# [SET TASK]
Extract the final stretch of the data: the line that contains "drop a dot on the piano" and every line after it, unaltered, and no other lines.

************

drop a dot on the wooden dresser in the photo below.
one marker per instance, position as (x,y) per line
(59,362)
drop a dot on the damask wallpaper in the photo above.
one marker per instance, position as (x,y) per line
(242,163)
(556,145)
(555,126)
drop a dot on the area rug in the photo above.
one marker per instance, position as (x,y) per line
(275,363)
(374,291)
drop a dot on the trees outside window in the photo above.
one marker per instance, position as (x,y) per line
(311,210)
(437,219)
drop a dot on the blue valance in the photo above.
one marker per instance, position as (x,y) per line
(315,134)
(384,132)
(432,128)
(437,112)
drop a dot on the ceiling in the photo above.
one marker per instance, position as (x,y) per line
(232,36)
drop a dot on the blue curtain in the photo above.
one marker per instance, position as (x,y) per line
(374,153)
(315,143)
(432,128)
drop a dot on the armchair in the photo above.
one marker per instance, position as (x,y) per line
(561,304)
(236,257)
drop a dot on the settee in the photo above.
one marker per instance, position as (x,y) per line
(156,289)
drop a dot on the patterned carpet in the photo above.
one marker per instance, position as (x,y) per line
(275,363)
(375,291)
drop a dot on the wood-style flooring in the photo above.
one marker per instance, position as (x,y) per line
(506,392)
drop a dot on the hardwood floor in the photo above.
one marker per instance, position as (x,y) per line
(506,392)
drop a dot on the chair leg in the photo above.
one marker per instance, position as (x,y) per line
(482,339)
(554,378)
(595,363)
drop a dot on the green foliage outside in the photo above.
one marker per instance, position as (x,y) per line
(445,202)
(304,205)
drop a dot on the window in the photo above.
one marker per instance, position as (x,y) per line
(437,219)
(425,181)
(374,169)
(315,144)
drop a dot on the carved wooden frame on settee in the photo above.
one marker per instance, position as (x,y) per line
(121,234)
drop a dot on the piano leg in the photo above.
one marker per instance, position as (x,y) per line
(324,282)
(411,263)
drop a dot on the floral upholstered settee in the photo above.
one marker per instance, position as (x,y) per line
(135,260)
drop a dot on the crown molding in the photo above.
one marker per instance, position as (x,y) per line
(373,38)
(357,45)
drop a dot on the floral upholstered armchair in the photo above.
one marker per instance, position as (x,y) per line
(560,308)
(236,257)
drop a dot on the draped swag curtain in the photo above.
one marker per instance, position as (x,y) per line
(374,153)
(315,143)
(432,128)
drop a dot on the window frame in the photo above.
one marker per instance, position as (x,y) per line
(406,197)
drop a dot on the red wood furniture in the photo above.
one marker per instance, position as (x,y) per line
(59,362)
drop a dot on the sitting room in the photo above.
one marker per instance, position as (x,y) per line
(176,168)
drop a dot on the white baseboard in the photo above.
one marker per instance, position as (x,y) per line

************

# [WORKED SOLUTION]
drop a dot on the piano leg in the photo above.
one marker per instance, position as (x,y) per line
(324,282)
(411,263)
drop a dot on the floral upholstered settee in the photo above.
one marker per instance, position as (x,y) per line
(135,260)
drop a dot on the crown molding in the photo above.
one marker per instance, position as (x,y) per line
(373,38)
(357,45)
drop a dot on the floral upholstered armchair in the photo above.
one marker per instance, position as (x,y) per line
(560,308)
(236,257)
drop a dot on the draped swag curtain in the photo above.
one marker per instance, position as (x,y) per line
(374,153)
(315,143)
(432,128)
drop a dot on the window frame in the photo above.
one marker per instance, position as (x,y) per line
(406,197)
drop a dot on the red wood furniture in the photo above.
one marker per instance, position as (x,y) per line
(59,362)
drop a dot on the sitting room in the photo above.
one marker per instance, position as (x,y) per line
(176,168)
drop a dot on the white baseboard in the photo above.
one marker per instance, position as (x,y) per line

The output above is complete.